• Excerpted passage:
Evaluation policy

evaluation_policy ¶

Evaluation policy implementations for valset evaluation strategies.

This module provides implementations of EvaluationPolicyProtocol for selecting which validation examples to evaluate per iteration and how to identify the best candidate based on evaluation results.

ATTRIBUTE	DESCRIPTION
`FullEvaluationPolicy`	Scores all validation examples every iteration. TYPE: `class`
`SubsetEvaluationPolicy`	Scores a configurable subset with round-robin coverage across iterations. TYPE: `class`

Examples:

Select all examples with the default policy:

from gepa_adk.adapters.evaluation_policy import FullEvaluationPolicy

policy = FullEvaluationPolicy()
batch = policy.get_eval_batch([0, 1, 2], state)

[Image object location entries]
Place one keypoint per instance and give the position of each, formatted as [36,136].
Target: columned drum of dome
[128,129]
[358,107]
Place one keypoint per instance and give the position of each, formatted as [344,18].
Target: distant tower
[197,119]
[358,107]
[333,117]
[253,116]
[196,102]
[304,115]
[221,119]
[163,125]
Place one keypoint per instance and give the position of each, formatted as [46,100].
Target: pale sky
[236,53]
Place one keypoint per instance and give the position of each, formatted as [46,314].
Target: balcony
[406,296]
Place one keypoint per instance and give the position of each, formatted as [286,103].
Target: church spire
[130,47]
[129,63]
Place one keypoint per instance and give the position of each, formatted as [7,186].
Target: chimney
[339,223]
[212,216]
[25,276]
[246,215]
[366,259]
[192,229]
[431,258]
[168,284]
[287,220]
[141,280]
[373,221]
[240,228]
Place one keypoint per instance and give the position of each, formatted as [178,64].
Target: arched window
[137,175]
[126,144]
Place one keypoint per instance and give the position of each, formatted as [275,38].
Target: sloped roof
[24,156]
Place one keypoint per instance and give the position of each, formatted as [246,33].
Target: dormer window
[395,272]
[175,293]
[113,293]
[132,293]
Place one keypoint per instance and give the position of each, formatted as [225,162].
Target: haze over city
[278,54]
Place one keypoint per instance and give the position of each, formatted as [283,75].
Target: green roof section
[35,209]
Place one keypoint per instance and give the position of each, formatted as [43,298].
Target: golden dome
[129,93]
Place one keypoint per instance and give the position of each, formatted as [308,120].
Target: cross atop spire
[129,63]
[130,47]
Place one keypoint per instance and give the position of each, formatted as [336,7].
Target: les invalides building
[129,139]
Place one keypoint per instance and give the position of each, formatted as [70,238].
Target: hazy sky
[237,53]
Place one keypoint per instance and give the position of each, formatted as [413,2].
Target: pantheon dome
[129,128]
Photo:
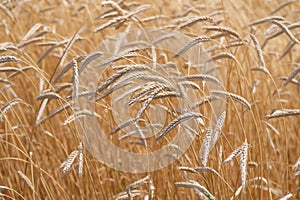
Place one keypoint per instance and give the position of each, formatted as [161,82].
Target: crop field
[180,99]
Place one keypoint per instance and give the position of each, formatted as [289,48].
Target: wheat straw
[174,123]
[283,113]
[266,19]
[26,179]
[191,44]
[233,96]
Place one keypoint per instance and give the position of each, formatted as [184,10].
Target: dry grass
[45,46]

• Exercise instructions:
(1) Answer these questions using the evaluation policy page:
(a) What does FullEvaluationPolicy score every iteration?
(b) What kind of coverage across iterations does SubsetEvaluationPolicy use?
(c) What protocol do the module's implementations implement?
(2) Translate this sentence from the evaluation policy page into Spanish: "This module provides implementations of EvaluationPolicyProtocol for selecting which validation examples to evaluate per iteration and how to identify the best candidate based on evaluation results."
(3) In the code example on the evaluation policy page, list every integer in the list passed to get_eval_batch.

• Exercise solutions:
(1)
(a) All validation examples.
(b) Round-robin coverage.
(c) EvaluationPolicyProtocol.

(2) Este módulo proporciona implementaciones de EvaluationPolicyProtocol para seleccionar qué ejemplos de validación evaluar en cada iteración y cómo identificar el mejor candidato a partir de los resultados de la evaluación.

(3) 0, 1, 2